■ Instruções da tarefa: Segundo o texto fornecido, qual louvor Caetano entoa no momento do show que é destacado?

■ Texto fornecido:

————————

1. Gostaria de comentar algo sobre a grande lapada que, em geral, a esquerda tomou nestas eleições municipais – tragédia anunciada, decerto. Gostaria, mas não faço. Análises conjunturais já existem às dezenas, algumas até com certo brilho. Limito-me, então, a tomar um atalho, conduzindo-me discretamente à turnê de Maria Bethânia com seu irmão – um show que, por sua vez, também não vi. Ou, mais apropriadamente, a um momento em particular: aquele em que Caetano, tomado pelo Espírito Santo, entoa o louvor “Deus cuida de mim”.

————————

Registros brutos:
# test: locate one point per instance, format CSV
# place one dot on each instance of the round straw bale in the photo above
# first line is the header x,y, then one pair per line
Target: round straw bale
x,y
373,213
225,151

————————

■ Resposta ao exercício: “Deus cuida de mim”.